▶ [To do]: Copy everything from the line containing "Task | locate the white cloud" down to the last line below, replacing "marker" with "pin" and leaving all else unchanged.

▶ [Material for the task]:
▼

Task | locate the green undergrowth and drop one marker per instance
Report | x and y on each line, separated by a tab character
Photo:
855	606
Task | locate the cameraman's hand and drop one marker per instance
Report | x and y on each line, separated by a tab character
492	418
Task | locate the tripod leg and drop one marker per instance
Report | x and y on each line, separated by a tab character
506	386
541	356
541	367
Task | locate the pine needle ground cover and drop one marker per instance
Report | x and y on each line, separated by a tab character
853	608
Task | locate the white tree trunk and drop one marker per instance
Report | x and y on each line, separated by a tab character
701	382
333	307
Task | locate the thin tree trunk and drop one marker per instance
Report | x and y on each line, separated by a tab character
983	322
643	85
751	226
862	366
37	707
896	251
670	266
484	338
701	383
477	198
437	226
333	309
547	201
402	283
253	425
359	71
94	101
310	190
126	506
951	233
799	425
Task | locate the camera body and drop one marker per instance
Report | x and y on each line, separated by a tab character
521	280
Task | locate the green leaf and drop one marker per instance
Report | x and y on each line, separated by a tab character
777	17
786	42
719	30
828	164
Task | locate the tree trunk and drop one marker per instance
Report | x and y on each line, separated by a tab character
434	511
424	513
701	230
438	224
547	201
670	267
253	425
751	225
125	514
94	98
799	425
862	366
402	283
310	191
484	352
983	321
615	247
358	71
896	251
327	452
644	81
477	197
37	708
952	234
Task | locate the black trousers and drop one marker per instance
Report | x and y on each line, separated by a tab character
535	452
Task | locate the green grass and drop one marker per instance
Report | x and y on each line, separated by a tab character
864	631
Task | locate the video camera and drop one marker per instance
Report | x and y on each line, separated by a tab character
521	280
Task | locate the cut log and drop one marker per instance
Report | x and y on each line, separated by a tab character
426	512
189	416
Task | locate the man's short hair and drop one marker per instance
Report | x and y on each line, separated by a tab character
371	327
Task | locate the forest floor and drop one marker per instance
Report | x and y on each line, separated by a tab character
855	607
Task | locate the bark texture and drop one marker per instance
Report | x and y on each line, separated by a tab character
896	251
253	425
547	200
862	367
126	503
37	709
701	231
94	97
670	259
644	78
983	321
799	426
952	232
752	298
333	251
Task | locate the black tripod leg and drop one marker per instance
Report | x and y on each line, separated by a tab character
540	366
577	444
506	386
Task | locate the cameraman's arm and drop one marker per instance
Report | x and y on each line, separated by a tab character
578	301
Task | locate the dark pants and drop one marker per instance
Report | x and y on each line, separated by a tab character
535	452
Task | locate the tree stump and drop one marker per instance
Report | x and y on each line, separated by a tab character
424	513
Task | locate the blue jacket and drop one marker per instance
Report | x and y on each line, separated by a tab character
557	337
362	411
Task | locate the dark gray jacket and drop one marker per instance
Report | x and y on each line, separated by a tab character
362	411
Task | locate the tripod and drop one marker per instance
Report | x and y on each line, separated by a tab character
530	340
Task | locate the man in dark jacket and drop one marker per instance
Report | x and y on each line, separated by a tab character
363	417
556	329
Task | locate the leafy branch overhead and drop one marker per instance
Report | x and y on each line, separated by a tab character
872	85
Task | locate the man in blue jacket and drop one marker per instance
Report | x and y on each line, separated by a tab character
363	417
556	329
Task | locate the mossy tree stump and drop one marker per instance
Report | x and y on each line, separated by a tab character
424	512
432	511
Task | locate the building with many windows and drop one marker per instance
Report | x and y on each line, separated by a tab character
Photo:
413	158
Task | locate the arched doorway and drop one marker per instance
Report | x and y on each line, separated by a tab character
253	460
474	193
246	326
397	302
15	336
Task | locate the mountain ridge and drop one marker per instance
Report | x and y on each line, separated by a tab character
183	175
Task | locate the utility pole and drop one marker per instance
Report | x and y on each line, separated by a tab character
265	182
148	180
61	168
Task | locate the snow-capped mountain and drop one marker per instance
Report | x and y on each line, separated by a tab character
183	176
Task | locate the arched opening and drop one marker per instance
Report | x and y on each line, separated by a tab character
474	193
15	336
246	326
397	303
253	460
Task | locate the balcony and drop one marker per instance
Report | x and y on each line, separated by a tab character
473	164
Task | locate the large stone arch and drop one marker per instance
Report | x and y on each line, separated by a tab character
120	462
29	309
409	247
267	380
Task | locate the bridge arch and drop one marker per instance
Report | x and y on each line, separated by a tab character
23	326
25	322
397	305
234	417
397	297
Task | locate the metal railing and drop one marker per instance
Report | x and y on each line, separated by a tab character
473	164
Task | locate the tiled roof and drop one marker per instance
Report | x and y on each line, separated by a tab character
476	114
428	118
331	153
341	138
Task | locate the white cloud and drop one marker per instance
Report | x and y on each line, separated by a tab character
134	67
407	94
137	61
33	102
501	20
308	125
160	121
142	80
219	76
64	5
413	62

▲

▶ [Full output]:
Task | locate the white cloud and drop one pin per instance
Report | x and y on each line, separated by a tab character
134	67
407	94
137	61
33	102
501	20
308	125
160	121
142	80
219	76
64	5
413	62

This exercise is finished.